> _EXERCISE INSTRUCTIONS_:
a: In one to three sentences, explain why, according to the passage on the Matabele rebellion, healthy cattle were to be killed along with diseased ones, and how the Matabele understood that order.
b: Pick up the passage on the Matabele rebellion after its last sentence and carry it on.

Buluwayo was the town selected by the Matabele for their first blow, and accordingly with Sir Frederick Carrington and two other officers B.-P. set out from Mafeking on the 23rd May in a ramshackle coach, drawn by ten mules, on a drive of ten days and nights to Buluwayo. On this journey the officers encountered the celebrated King Khama, and it interested B.-P. to find that Khama knew him as the brother of Sir George Baden-Powell, and that he inquired after Sir George's little girl, just as a lady in the Park asks if one's baby has got over the measles. This (if we leave out a dinner at a wayside "hotel," where the waiter smoked as he served our officers) was the one picturesque incident of that jolting, clattering drive of nearly 560 miles, and, therefore, while our hero is groaning in the coach or travelling afield after partridges and guinea-fowl for dinner, we will take leave to look hastily for the reason of his presence in South Africa.
Matabeleland, let us say at the beginning, is included in Rhodesia, a country 750,000 miles in extent, or, so that the size may jump to the eye, let us say as big as France, Italy, and Spain lumped together. This vast country was under the administration of the British Government, but the Matabele, who had been but partially beaten in the taking of their country in 1893, were only waiting their opportunity to throw off the white man's yoke. The opportunity came when the deplorable Jameson raid emptied the country of troops, and left our brave hard-working colonists at the mercy of these savages. But there were other causes contributory to the rebellion. Rinderpest was slaying the cattle of the Matabele by thousands, and the white man's order that, to prevent the scourge from spreading, healthy beasts as well as diseased should be killed was, not unnaturally, quite unintelligible to the Matabele. The rumour spread that the hated white man was killing the cattle in order that the tribes should perish of starvation. The fact, too, that raiding weaker tribes for food was punished by the British further aggravated this "offence." The priests encouraged the spirit of rebellion, and the oracle-deity, the M'limo, promised through the priests that if the Matabele would make war upon the white man his bullets in their flight should be changed to water, and his cannon shells become eggs. Horrible murders followed upon this encouragement, too horrible, indeed, to repeat; but a general idea of the blood-lust which now possessed the Matabele may be gathered from the fact of over a hundred and fifty English people (scattered, of course, in outlying districts) being killed within a week of the M'limo's call to battle. Only a swift blow, then, could prevent the loss of civilisation to South Africa for many years; only a terrible lesson could teach the Matabele that the white man was his lord and master.

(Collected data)

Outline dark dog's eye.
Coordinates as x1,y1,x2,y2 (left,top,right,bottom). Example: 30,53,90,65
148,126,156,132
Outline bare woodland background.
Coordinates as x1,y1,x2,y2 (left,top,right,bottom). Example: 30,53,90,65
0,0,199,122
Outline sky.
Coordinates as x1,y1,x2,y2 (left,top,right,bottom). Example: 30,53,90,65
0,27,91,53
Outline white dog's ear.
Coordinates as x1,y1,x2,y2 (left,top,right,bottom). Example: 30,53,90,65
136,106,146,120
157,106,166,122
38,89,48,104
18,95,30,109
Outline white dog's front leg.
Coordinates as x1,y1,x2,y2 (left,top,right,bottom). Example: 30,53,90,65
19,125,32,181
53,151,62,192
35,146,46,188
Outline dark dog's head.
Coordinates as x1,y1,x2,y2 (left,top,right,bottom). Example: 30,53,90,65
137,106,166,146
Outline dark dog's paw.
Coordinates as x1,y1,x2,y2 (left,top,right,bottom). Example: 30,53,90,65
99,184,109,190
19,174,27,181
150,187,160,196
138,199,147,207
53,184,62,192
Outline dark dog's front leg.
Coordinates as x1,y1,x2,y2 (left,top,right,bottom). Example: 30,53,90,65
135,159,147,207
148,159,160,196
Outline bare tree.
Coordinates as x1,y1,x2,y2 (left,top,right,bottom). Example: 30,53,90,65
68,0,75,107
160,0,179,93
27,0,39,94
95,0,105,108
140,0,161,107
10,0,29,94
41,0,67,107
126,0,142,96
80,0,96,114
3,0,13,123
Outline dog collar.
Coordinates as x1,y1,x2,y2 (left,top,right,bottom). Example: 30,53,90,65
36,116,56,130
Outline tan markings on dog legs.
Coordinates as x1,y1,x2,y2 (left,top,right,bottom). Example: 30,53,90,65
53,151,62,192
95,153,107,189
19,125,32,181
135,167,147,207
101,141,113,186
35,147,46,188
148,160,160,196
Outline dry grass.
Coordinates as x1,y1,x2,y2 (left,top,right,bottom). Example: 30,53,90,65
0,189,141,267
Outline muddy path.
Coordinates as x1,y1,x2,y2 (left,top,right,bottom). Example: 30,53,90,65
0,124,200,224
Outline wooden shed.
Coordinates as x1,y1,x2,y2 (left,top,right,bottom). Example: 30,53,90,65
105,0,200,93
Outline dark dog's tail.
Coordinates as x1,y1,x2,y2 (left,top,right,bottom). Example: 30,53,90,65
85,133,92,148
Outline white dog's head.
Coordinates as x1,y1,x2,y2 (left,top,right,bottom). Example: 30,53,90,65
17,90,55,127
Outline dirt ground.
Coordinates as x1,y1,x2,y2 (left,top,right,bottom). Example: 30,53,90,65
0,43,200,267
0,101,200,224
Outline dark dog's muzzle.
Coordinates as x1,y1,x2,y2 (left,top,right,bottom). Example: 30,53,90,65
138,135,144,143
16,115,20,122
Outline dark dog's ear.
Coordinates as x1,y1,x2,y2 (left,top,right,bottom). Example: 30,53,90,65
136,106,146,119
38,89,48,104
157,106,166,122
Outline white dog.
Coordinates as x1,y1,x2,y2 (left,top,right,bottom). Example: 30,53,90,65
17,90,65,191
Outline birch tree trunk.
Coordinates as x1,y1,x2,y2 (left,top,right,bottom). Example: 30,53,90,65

> _RESULTS FOR THE EXERCISE_:
a: The white man ordered healthy cattle killed along with diseased ones to stop rinderpest from spreading. The Matabele could not understand the order, and a rumor spread that the white man was killing the cattle so that the tribes would starve.

b:
Buluwayo, prior to the time of Sir Frederick Carrington's arrival, contained about seven hundred women and children and some eight hundred men. The women and children were accommodated in a laager of waggons built up with sacks full of earth, and further protected from assault by a twenty or thirty yards' entanglement of barbed wire with a sprinkling of broken bottles on the ground. The eight hundred men were organised in troops, and were armed and horsed in an incredibly short space of time.
Outside the town, on the north, south, and east, lay more than seven thousand Matabele, two thousand of whom were armed with Martini-Henry rifles, while the others possessed Lee-Metfords, elephant guns, Tower muskets, and blunderbusses, besides their own native assegais, knobkerries, and battle-axes. This formidable force was further strengthened by the desertion of a hundred Native Police, who took with them to the enemy their Winchester repeaters. Thus it will be seen that all the odds were in favour of the Matabele, but it is only when the odds are overwhelming against him that the Englishman feels he must buck up, and Buluwayo was fortunate enough to possess men of the true breed. Among these let us make special mention of the Hon. Maurice Gifford, who lost an arm in a gallant dash upon the besiegers[1]—a man "for whom rough miners and impetuous cowboys work like well-broken hounds"; Mr. F.C. Selous, hunter and explorer; Colonel Napier, and Captain MacFarlane. These men gave the enemy no rest, and by repeated attacks at last rid the town of any immediate danger of being rushed by the blacks.